WHAT TO PRODUCE:
Find the string "foliage" in the records. Copy every line it appears in.

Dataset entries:
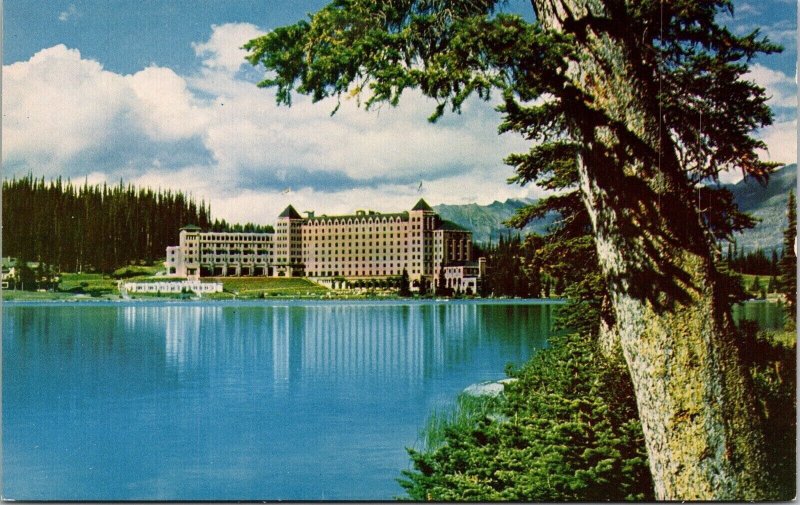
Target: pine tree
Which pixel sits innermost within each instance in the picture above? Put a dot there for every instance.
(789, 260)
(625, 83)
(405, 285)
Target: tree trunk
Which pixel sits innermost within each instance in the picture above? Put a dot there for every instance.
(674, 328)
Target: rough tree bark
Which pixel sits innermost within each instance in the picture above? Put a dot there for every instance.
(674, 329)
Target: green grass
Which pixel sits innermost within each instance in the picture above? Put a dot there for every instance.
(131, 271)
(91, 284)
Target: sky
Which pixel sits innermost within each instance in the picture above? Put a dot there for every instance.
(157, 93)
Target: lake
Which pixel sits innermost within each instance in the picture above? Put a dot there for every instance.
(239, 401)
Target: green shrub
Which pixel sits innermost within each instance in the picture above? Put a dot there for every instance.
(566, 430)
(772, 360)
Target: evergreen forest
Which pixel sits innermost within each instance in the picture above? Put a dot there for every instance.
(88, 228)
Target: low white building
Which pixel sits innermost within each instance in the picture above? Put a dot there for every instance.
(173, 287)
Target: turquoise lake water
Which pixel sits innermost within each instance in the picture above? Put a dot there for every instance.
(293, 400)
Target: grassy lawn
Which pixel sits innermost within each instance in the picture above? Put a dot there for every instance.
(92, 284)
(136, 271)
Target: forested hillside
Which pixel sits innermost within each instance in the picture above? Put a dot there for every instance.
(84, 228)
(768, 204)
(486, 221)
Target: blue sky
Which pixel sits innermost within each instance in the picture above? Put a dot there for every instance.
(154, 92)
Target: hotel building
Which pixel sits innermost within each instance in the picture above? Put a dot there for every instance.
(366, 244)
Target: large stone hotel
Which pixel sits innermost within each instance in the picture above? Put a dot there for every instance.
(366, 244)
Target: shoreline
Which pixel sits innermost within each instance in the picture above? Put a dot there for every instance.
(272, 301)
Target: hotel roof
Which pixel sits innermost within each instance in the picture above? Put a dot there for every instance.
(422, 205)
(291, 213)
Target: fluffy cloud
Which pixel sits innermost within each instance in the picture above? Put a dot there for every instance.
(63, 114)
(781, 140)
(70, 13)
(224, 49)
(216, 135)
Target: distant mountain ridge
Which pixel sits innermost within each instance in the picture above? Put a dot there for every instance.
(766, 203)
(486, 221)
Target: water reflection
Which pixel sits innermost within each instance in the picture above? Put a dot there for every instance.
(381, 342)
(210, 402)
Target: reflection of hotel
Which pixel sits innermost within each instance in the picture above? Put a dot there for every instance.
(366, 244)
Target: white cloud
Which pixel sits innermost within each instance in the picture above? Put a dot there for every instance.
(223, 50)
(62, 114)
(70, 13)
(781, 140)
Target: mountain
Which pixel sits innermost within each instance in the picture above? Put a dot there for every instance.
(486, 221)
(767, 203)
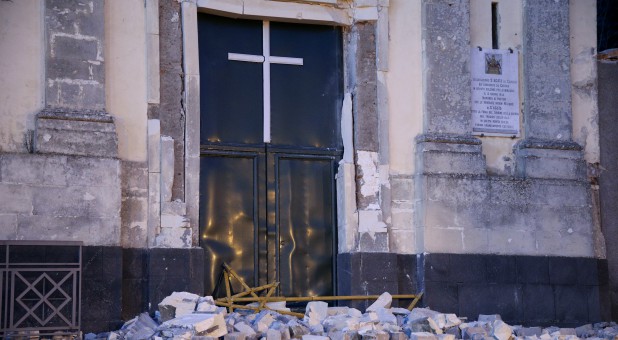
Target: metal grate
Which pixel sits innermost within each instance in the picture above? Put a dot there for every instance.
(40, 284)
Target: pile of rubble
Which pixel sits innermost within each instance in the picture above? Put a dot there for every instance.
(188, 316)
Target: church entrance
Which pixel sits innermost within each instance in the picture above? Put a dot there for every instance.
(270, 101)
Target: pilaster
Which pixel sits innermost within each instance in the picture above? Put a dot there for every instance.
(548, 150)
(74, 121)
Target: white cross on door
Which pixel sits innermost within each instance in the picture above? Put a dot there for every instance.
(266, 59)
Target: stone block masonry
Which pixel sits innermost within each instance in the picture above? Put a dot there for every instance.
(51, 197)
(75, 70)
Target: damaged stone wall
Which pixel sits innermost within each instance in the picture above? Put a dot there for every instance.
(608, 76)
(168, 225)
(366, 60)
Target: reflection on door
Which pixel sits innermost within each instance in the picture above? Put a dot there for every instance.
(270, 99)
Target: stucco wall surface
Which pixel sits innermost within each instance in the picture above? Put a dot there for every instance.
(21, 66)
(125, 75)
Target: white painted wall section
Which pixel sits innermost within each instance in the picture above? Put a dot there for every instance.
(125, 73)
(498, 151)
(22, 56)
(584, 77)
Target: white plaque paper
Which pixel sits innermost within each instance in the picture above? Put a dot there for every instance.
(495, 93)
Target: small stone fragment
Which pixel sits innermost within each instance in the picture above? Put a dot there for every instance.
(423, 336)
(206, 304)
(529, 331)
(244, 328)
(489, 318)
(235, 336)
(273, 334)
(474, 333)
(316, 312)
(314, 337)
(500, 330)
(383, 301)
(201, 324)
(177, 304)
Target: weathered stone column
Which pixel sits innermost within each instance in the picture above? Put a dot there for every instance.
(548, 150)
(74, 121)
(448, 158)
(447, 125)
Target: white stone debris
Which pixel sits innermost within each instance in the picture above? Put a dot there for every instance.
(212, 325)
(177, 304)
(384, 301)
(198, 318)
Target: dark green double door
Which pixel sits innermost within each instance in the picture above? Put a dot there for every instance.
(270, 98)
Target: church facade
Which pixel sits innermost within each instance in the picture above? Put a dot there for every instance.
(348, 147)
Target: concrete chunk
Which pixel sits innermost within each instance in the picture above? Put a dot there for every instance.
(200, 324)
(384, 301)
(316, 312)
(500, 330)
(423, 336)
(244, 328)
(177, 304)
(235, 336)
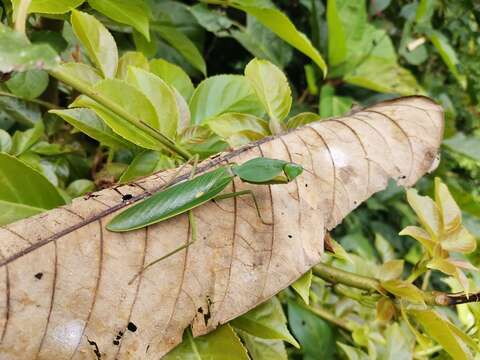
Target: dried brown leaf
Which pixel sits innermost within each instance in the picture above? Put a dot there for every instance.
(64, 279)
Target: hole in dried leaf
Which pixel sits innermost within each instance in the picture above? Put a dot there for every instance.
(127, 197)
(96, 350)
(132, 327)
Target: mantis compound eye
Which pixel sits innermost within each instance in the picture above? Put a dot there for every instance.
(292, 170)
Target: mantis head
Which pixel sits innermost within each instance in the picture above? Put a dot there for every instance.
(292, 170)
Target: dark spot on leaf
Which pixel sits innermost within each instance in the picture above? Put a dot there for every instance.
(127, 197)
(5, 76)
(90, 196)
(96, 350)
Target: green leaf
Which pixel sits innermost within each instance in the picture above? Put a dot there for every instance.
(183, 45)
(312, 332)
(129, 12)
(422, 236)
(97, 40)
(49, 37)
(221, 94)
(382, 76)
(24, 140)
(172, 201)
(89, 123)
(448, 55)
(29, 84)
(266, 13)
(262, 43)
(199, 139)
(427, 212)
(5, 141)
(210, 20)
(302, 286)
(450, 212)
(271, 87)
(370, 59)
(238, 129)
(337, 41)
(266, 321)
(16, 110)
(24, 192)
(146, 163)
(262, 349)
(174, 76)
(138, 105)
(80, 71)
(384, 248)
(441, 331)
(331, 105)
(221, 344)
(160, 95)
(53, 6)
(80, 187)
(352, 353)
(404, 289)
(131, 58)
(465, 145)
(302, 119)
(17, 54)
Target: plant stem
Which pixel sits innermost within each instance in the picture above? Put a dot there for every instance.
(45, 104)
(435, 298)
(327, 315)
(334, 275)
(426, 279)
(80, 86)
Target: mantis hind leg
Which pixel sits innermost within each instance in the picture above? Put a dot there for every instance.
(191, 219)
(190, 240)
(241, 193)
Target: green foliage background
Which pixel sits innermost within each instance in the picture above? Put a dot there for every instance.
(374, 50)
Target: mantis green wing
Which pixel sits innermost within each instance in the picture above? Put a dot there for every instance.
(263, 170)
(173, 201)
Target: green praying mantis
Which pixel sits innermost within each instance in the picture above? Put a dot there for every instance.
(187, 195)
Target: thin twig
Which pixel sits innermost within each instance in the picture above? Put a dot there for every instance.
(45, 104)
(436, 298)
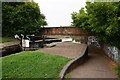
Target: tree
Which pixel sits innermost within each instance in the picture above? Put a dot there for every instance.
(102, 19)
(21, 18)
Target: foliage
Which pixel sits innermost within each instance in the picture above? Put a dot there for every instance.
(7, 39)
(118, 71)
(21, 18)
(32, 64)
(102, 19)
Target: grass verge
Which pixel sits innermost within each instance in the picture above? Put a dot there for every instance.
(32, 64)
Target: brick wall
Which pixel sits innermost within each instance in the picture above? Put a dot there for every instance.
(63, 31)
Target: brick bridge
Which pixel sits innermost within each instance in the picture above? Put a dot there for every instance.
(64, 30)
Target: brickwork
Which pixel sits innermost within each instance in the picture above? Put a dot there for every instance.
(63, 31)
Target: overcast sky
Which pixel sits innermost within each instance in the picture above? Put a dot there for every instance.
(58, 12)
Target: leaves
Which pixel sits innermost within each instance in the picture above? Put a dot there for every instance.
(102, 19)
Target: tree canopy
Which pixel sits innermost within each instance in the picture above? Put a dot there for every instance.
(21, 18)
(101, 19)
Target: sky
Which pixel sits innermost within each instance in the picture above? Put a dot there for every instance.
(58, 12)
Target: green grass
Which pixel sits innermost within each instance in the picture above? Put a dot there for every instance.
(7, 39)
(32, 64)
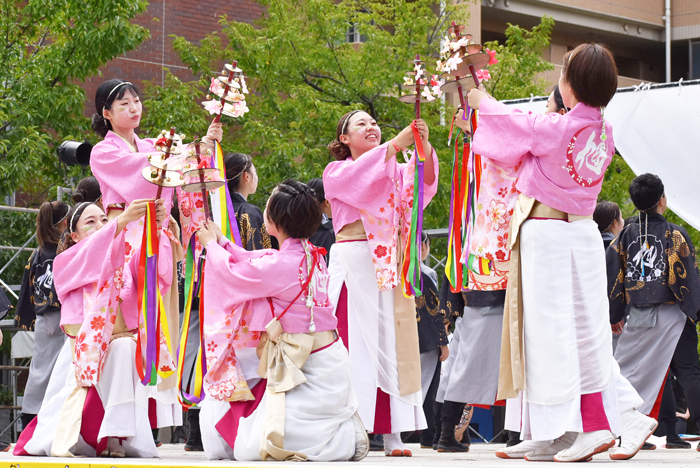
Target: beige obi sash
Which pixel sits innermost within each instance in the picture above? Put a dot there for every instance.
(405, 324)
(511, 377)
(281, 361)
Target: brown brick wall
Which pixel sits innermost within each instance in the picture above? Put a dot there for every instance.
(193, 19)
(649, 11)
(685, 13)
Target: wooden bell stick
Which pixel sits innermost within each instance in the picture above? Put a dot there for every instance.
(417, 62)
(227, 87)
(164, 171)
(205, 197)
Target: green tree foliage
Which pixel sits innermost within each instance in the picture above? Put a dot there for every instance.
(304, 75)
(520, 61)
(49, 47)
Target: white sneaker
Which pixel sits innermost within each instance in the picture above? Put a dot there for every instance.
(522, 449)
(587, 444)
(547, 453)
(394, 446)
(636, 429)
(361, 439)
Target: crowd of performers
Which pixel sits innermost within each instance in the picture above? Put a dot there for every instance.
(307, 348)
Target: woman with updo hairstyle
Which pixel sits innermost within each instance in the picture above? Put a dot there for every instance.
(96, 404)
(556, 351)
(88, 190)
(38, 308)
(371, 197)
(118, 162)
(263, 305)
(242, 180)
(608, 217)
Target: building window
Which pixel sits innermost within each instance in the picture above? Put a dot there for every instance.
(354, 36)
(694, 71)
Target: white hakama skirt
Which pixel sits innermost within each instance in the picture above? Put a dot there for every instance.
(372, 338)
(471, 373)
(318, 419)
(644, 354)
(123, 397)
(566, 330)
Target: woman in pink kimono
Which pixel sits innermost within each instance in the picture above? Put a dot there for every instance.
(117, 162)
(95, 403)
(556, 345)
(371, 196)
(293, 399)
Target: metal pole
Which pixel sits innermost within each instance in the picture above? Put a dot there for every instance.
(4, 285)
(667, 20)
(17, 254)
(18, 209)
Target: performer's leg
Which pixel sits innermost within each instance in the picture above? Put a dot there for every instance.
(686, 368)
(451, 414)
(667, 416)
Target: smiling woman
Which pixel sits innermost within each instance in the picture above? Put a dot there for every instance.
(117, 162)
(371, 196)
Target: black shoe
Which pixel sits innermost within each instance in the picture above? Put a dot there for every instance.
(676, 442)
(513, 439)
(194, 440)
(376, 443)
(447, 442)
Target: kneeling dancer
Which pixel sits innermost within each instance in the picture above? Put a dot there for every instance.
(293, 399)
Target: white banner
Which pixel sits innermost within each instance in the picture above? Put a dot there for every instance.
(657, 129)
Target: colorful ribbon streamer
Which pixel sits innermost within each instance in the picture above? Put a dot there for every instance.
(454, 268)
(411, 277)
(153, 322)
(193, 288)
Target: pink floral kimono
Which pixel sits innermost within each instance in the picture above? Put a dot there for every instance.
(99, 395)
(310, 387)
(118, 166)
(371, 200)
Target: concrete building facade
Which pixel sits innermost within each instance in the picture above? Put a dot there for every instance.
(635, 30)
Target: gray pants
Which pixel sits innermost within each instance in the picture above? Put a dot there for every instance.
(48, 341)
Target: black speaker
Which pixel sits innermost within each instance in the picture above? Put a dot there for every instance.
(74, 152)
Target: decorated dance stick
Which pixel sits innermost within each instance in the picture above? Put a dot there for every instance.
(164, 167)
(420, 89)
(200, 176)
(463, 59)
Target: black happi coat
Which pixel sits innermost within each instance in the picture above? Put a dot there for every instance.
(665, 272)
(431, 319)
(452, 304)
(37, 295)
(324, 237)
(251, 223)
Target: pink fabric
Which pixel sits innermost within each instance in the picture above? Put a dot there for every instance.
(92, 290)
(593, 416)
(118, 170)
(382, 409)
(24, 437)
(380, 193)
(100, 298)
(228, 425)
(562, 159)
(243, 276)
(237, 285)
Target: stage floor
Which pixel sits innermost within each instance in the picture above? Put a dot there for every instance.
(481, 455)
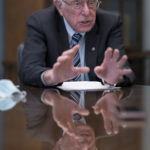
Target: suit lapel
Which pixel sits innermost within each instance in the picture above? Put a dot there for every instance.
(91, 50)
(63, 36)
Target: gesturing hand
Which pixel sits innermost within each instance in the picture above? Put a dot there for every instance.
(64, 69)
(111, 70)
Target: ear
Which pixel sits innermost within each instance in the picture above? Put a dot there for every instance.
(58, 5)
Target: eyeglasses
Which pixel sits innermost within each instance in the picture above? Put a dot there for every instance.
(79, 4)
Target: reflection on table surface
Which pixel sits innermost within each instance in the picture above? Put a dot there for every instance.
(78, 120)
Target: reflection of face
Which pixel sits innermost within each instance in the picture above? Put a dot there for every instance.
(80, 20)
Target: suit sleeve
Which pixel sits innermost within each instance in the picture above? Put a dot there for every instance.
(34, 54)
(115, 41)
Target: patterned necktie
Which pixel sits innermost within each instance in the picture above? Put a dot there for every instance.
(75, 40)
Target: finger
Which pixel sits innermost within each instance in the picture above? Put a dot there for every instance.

FINISHED TASK:
Target: green foliage background
Target: foliage
Target: green tree foliage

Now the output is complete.